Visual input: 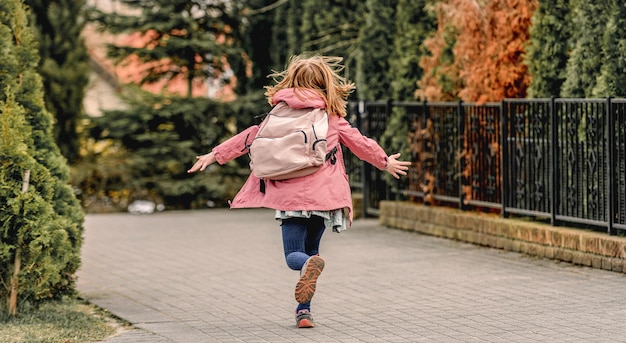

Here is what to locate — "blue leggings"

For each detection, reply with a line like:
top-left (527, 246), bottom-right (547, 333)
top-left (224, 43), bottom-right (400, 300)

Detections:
top-left (281, 216), bottom-right (325, 270)
top-left (281, 216), bottom-right (325, 313)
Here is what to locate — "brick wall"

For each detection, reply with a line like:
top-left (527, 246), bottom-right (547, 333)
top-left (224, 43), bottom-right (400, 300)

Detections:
top-left (379, 201), bottom-right (626, 273)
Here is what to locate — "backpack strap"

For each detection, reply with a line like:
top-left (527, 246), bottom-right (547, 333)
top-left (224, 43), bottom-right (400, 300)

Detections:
top-left (326, 146), bottom-right (337, 164)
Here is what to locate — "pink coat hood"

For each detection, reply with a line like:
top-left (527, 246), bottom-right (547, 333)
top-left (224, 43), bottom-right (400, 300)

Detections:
top-left (213, 88), bottom-right (387, 222)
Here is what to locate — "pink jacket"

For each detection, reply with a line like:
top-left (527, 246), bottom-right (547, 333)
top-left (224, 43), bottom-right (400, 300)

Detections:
top-left (213, 89), bottom-right (387, 222)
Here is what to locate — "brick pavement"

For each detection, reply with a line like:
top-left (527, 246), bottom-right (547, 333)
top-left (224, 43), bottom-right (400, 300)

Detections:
top-left (78, 209), bottom-right (626, 343)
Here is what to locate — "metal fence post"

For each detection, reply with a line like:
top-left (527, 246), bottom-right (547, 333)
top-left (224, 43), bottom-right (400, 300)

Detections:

# # # # # # #

How many lines of the material above contain the word "locate"? Reply with the number alone.

7